(A run of records)
——————

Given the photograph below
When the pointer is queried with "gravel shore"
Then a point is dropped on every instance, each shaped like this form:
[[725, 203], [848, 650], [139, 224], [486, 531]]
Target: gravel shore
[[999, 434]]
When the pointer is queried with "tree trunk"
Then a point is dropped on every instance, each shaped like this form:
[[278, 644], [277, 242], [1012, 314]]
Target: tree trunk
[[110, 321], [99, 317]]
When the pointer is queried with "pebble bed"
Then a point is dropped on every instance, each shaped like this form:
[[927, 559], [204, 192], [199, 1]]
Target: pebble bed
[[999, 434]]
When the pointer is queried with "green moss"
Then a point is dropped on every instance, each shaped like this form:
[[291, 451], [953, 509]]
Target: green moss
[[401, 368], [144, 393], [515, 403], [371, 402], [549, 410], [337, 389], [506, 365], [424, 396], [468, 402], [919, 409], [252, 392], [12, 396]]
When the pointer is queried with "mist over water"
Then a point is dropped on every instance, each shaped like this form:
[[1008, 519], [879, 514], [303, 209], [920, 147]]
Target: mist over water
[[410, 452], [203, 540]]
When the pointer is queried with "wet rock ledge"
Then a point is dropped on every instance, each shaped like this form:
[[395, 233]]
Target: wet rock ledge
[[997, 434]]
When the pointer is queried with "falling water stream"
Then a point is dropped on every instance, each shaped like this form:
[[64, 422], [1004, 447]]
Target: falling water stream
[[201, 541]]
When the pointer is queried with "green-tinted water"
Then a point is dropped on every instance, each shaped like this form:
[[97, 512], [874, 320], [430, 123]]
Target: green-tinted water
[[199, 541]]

——————

§ Your task
Reproduce every item above, swapping "pointer" for "locator" wherever it occurs and leaving all other text as it is.

§ Correct result
Given the photograph below
When the locator is queried with "gravel shore"
Then a point is dropped on every instance, each shaped like this form:
[[725, 203], [848, 650], [139, 224], [486, 531]]
Target: gravel shore
[[999, 434]]
When the locator is queried with "tree trunk"
Then a point is dropped on every instance, each shaped like this form:
[[278, 644], [277, 242], [1012, 314]]
Target: tree trunk
[[110, 321], [99, 317]]
When the locator is queried with "pebble bed"
Then a point is dropped on every instance, each shaped like this form:
[[927, 559], [204, 192], [199, 1]]
Target: pebble bed
[[999, 434]]
When the locator is queried with "green moss"
Then a point is dropped on every instance, each shaped like this form:
[[291, 451], [953, 509]]
Target: green moss
[[401, 368], [144, 393], [515, 403], [371, 402], [549, 410], [337, 389], [506, 365], [424, 396], [468, 402], [919, 409], [252, 392], [12, 396]]
When the locator is queried with "mist over water"
Then a point is dropped on every instance, each shaped like this form:
[[1008, 519], [879, 514], [303, 209], [920, 147]]
Target: mist over water
[[410, 452], [203, 540]]
When the locator is queried with "wet rock ledge"
Then a point is dropped on every instance, each shaped like this form:
[[395, 233]]
Target: wet rock ledge
[[997, 434]]
When the locator is queried with "falling water stream"
Then a point is dropped on every instance, each shaped like this form:
[[64, 422], [1004, 447]]
Target: falling water stream
[[201, 541]]
When the locator is queried with "green-tinted water"
Then a point is dropped on every instance, each shaped like this form:
[[97, 512], [874, 320], [430, 123]]
Target: green-tinted water
[[199, 541]]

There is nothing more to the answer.